■ **PROBLEM DESCRIPTION**:
Each line with the word "below" must appear in the answer, copied from the records.

BEGIN SUPPLIED RECORDS

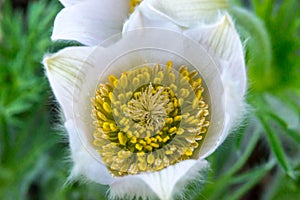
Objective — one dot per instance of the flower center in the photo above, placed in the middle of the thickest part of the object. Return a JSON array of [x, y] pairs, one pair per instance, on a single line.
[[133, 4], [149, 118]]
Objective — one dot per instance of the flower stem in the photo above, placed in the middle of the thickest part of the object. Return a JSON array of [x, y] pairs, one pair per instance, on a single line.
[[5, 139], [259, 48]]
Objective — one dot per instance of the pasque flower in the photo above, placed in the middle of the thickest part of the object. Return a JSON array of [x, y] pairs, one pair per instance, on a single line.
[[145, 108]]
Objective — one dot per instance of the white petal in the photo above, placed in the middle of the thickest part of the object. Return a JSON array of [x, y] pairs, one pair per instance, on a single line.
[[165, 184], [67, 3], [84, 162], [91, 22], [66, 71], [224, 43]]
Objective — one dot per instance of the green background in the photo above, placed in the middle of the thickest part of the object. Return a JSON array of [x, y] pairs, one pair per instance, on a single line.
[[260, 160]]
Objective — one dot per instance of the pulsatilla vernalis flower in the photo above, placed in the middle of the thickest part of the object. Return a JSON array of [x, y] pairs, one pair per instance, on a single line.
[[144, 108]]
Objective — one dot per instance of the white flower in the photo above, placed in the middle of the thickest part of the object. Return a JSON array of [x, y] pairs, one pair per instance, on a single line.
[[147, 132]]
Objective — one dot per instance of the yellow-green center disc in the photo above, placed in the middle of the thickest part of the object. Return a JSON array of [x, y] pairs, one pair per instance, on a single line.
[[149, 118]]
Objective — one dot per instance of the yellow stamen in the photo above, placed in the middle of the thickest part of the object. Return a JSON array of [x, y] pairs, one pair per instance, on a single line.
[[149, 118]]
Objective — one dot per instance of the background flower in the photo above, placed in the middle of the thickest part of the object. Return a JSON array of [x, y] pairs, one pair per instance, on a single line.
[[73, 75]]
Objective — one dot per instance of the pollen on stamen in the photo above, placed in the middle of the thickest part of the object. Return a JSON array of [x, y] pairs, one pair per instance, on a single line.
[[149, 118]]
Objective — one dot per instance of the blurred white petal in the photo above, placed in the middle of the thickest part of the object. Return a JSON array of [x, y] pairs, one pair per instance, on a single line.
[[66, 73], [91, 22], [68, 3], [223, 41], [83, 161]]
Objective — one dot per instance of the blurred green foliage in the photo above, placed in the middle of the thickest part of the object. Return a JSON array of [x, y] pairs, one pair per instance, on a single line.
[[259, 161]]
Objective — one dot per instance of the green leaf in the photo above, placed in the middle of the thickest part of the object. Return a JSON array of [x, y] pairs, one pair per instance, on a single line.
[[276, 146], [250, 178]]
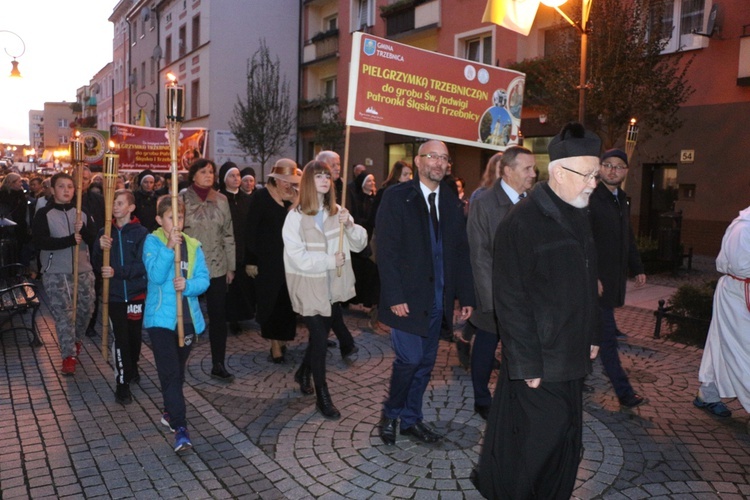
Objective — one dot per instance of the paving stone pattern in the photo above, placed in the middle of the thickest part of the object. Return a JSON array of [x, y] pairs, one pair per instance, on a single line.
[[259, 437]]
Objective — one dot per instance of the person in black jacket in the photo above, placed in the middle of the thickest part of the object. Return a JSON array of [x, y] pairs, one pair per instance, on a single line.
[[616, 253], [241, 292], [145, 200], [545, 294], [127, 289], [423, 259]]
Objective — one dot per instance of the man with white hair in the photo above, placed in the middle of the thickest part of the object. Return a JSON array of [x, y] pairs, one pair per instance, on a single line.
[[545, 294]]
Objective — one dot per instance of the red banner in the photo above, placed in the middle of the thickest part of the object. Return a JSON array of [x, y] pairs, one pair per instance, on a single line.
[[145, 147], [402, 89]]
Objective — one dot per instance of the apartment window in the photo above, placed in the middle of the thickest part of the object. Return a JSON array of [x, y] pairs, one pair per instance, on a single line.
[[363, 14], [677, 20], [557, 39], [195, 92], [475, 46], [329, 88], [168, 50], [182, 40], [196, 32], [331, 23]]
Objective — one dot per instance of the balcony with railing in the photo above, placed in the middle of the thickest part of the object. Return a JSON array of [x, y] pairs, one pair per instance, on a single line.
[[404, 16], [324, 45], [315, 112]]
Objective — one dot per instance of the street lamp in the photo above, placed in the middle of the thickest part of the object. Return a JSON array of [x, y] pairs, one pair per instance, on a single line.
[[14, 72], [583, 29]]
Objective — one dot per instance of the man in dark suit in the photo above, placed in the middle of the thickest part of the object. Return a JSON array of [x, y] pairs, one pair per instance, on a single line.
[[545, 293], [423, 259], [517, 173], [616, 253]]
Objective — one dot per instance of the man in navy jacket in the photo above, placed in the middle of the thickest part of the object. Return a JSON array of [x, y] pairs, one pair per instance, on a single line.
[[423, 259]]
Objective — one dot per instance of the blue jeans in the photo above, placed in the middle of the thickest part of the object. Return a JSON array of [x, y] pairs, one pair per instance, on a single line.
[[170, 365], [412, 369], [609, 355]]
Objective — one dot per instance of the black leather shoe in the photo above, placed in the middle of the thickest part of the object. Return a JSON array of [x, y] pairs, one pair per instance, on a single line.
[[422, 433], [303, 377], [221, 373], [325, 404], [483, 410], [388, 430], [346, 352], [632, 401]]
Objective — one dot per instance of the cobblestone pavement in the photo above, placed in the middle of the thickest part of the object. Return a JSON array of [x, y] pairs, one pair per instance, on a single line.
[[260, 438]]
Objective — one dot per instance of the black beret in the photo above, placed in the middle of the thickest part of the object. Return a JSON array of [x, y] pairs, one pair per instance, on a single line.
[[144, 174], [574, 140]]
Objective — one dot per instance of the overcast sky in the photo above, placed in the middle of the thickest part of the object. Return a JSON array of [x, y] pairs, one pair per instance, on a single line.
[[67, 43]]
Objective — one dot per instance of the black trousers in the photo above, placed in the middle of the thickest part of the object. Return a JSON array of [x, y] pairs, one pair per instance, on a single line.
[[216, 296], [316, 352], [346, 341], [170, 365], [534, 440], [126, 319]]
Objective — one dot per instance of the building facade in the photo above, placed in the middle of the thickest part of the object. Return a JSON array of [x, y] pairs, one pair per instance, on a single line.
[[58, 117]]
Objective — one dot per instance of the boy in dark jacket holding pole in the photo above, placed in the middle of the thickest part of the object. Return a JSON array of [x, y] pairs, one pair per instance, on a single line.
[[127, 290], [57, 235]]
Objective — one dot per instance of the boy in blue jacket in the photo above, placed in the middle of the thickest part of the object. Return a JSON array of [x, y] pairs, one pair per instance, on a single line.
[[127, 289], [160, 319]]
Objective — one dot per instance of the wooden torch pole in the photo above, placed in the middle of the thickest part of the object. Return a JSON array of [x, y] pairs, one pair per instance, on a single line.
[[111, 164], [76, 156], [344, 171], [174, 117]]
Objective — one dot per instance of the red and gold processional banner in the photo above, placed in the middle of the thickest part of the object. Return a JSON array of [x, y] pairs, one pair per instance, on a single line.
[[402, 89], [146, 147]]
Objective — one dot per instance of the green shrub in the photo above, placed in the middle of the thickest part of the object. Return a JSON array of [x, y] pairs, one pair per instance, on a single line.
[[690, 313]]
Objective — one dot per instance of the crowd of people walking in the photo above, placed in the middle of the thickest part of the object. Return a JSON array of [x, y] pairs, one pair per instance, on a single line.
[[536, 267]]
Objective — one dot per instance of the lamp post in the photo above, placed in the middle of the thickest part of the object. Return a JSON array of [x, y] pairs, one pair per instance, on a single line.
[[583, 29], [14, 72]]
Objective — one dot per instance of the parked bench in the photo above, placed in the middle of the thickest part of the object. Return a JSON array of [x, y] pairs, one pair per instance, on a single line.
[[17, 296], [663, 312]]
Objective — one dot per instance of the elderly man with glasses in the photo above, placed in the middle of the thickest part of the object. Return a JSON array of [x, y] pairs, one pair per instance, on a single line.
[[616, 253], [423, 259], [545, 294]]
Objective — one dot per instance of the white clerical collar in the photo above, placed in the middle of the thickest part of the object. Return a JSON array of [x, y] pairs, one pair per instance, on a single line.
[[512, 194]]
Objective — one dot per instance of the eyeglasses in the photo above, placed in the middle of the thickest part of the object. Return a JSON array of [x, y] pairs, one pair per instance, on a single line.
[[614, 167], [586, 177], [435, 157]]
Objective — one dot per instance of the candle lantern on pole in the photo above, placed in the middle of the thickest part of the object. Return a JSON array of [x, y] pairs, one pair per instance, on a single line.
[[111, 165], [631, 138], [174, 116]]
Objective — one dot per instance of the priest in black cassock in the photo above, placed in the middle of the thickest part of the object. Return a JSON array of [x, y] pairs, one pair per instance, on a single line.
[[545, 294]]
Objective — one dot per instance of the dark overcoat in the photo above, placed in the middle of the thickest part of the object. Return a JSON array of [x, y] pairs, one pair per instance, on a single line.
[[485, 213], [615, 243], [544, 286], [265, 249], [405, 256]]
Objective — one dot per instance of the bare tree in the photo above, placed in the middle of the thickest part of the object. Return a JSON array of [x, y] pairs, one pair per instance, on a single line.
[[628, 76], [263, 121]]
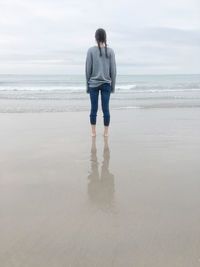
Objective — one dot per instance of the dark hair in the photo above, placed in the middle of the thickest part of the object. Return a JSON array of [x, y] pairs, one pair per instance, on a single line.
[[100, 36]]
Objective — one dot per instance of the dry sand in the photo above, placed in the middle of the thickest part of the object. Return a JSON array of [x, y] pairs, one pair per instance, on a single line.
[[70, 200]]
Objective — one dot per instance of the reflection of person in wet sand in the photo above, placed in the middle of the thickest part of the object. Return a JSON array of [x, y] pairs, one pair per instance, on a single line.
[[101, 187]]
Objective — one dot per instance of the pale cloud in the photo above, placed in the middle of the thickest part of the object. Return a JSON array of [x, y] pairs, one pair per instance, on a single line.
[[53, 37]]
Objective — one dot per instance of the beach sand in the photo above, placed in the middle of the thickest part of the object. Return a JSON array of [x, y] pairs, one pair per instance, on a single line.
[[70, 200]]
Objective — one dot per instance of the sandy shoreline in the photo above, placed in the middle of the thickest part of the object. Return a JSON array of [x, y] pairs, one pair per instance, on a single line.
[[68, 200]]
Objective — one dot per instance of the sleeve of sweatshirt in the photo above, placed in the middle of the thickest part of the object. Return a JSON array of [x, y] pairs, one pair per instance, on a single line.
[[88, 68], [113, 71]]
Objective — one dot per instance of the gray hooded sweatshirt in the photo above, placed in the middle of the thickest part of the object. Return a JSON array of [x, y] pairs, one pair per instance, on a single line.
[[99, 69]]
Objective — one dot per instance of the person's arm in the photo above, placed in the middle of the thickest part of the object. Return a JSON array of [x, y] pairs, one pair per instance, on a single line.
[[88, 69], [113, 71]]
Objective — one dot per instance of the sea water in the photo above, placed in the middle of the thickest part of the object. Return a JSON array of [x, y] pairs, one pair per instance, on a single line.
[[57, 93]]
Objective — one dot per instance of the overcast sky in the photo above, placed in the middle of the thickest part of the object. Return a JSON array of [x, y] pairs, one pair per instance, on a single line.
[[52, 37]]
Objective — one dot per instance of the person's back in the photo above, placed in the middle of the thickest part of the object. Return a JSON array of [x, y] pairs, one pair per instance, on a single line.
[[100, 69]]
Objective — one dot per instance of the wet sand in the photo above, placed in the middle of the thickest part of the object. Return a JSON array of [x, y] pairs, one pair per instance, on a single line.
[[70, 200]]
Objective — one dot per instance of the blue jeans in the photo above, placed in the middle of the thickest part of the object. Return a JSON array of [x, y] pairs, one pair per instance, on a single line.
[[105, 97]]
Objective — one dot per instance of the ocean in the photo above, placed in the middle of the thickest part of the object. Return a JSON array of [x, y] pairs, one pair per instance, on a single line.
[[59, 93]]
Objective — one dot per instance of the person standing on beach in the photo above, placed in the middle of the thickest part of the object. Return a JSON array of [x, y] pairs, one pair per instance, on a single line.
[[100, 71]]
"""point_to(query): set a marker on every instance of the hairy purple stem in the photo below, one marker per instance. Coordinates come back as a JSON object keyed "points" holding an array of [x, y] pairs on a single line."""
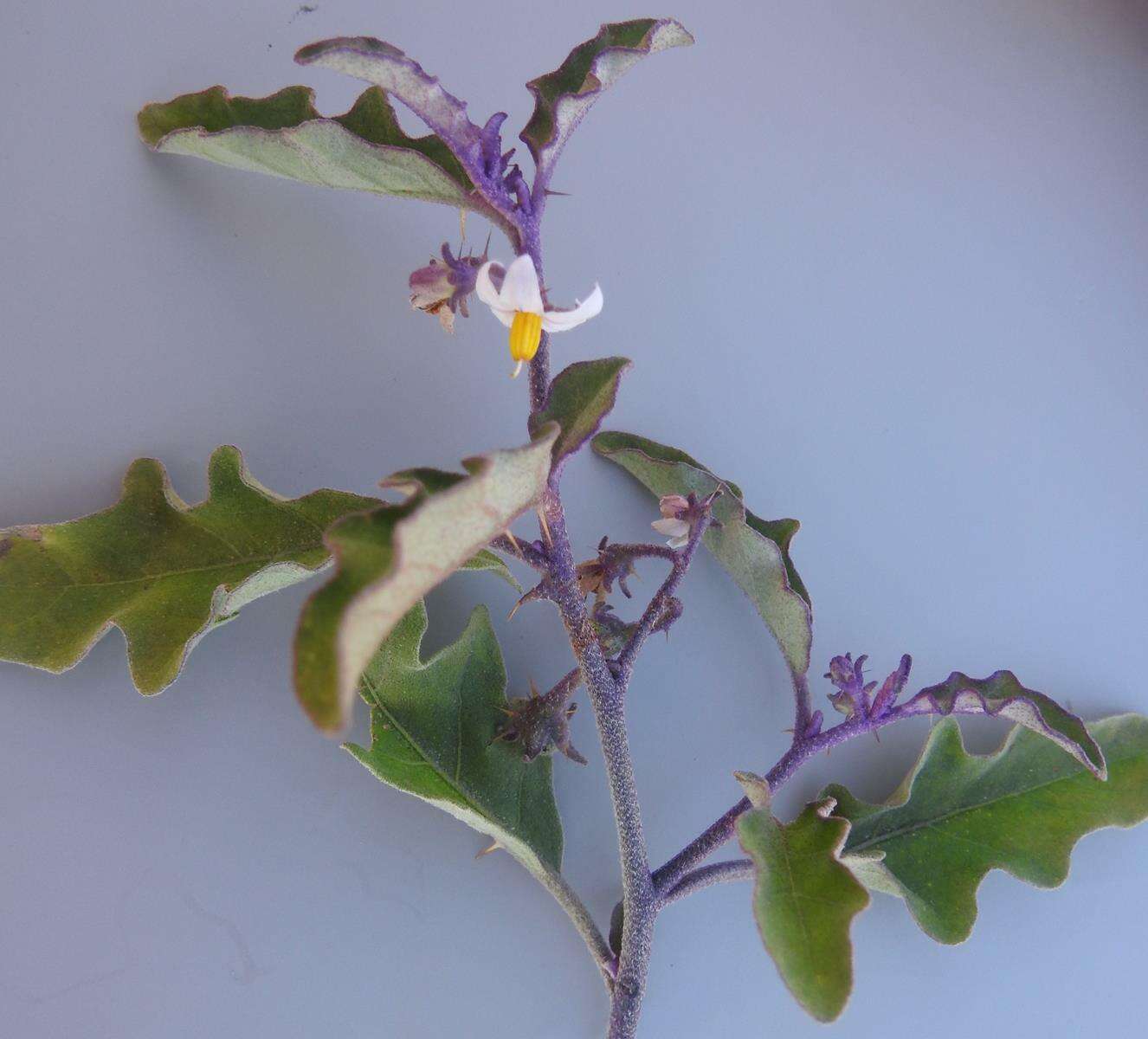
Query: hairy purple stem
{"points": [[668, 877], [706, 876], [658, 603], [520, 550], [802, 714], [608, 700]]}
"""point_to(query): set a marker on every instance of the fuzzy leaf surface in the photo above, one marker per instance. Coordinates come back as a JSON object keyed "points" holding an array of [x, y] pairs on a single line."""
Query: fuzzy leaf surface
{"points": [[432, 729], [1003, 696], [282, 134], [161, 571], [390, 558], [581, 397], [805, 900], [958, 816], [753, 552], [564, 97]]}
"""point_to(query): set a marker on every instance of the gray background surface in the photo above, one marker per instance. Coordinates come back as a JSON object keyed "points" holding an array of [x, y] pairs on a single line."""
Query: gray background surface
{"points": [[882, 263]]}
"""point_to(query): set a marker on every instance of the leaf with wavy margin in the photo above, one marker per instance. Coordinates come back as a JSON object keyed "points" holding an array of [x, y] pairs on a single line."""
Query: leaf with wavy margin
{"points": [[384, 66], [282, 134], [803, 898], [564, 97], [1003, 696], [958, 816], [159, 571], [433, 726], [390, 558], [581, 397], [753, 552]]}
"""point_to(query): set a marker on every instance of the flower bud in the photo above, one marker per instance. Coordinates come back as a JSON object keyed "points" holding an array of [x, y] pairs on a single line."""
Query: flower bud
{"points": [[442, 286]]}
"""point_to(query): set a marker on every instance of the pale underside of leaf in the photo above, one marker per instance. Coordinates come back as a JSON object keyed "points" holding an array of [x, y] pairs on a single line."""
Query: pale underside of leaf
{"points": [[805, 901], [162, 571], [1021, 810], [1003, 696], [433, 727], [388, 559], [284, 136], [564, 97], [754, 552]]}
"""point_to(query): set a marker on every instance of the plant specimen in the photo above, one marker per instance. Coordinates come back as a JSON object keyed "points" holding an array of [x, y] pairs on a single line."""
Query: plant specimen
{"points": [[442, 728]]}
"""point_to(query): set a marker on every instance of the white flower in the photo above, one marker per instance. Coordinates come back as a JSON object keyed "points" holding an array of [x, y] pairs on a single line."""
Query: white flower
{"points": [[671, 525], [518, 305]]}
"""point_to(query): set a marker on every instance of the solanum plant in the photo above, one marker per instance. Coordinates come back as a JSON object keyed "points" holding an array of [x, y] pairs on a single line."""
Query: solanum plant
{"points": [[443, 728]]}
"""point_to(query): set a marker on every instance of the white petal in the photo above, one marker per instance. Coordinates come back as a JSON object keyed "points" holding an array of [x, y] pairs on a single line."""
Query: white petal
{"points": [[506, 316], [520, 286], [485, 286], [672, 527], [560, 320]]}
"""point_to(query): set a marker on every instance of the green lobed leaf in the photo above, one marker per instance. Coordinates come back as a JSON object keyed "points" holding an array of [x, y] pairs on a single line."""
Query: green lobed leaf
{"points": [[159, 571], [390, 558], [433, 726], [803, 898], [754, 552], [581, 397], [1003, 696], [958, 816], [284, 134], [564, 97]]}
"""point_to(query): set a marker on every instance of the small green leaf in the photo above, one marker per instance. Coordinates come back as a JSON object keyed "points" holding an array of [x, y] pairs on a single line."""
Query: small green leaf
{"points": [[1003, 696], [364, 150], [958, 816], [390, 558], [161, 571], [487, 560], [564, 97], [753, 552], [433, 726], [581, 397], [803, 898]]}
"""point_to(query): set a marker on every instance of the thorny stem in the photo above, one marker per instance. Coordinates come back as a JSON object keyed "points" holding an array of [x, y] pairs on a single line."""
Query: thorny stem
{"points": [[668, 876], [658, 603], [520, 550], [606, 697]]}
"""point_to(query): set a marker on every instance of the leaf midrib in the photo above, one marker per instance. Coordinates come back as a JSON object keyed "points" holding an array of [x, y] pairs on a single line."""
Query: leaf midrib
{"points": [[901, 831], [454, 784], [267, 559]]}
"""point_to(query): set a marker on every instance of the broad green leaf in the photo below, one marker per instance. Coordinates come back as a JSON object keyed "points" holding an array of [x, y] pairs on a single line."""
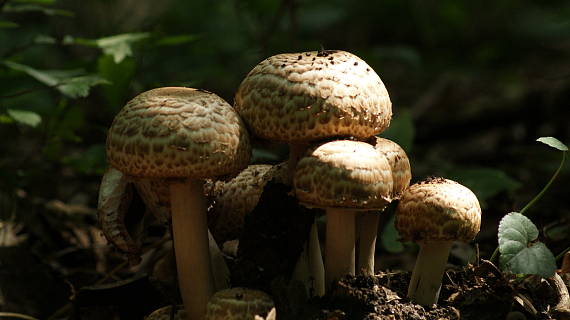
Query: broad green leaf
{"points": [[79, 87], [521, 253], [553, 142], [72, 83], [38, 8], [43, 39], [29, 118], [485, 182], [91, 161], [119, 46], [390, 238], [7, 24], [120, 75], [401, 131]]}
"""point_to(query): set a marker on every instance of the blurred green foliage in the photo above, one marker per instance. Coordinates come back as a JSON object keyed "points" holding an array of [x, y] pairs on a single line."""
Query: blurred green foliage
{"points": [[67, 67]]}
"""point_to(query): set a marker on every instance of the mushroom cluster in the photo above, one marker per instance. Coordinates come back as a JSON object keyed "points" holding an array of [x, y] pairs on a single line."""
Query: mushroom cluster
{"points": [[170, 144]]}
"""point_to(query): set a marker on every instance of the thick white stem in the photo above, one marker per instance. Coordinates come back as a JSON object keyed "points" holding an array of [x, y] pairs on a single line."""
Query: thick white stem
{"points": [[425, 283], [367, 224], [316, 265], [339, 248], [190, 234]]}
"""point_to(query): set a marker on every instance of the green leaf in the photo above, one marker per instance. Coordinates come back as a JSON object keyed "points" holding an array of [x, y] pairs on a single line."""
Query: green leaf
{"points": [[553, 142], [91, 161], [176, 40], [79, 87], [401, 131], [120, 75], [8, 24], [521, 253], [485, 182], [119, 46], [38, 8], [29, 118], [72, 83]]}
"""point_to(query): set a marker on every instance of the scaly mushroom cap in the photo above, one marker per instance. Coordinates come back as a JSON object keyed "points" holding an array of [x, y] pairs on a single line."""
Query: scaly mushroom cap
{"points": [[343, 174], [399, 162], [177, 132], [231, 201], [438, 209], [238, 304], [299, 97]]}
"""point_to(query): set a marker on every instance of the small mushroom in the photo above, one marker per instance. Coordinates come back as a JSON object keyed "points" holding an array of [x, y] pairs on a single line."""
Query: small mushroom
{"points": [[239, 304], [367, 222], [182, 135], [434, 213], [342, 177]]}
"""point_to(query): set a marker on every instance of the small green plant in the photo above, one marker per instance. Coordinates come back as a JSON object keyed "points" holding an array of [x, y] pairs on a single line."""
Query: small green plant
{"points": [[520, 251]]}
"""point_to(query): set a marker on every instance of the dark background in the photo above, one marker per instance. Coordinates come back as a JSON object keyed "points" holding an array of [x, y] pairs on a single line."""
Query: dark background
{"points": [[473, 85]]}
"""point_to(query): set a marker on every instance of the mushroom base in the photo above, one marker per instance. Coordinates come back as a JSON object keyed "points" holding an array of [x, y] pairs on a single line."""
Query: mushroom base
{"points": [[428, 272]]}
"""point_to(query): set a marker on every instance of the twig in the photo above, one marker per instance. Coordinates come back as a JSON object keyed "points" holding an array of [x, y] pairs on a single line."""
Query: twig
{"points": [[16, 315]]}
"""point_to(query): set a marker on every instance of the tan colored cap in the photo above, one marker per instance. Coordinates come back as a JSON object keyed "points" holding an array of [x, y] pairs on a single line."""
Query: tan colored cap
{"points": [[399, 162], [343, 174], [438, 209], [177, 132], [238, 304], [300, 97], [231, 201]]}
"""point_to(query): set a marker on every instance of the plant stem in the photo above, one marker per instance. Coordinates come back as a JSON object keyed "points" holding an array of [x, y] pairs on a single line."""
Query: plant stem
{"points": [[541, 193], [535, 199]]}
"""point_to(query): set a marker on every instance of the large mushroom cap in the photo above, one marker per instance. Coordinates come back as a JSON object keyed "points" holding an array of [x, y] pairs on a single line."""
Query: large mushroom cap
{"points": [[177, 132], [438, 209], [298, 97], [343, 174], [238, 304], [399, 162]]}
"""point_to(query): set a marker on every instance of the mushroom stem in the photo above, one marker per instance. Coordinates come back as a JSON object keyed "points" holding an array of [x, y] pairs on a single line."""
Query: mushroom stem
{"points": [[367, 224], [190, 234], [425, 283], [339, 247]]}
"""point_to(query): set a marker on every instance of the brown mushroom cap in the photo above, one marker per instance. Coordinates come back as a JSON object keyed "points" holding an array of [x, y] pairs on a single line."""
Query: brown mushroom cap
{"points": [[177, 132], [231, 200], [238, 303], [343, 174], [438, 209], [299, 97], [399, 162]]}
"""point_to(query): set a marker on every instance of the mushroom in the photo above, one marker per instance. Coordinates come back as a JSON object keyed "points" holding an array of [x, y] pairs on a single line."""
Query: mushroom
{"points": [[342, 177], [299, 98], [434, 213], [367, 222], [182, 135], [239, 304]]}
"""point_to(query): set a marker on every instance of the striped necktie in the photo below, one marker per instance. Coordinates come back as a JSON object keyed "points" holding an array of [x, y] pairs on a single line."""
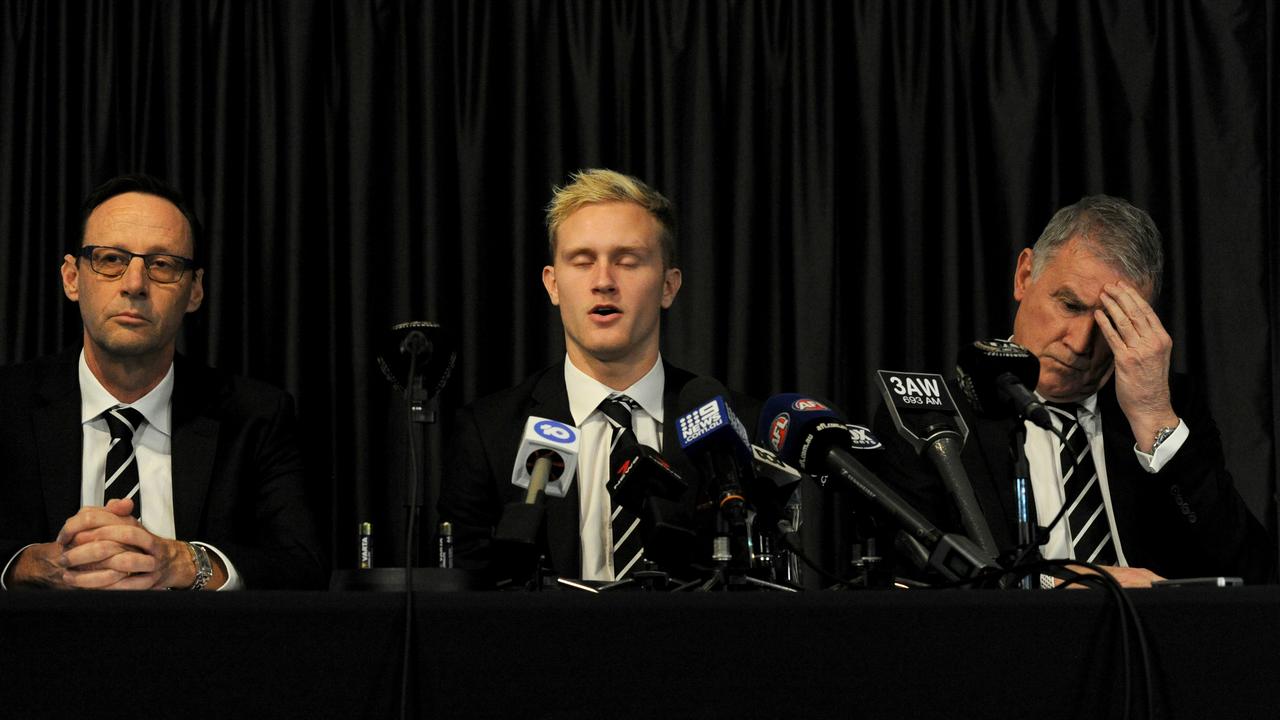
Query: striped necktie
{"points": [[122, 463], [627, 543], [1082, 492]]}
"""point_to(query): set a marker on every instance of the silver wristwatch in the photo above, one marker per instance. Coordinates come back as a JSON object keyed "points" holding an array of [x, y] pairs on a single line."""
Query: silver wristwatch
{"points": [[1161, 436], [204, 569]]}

END SUPPLIED RECORDS

■ **RESPONSE FOR THIS EXERCISE**:
"""point_to(query): set a marker on every instance of the hairy purple stem in the photo below, one marker per instance. Coordinates come back as a JSON object keyed "points" holding an array of [x, y] pairs on a single line."""
"""point_to(query): set a marker on every instance of the broad green leaf in the photo below, one marker per instance. Coordinates come back as a JSON object keyed "points" holding an array of [x, y] pairs on a single line."""
"""point_to(query): set a marker on every instance of the striped necktie in the photo below, one marker per instance. Coordinates come back as a JSON object keyed "points" holding an array of [x, y] pairs on a single line."""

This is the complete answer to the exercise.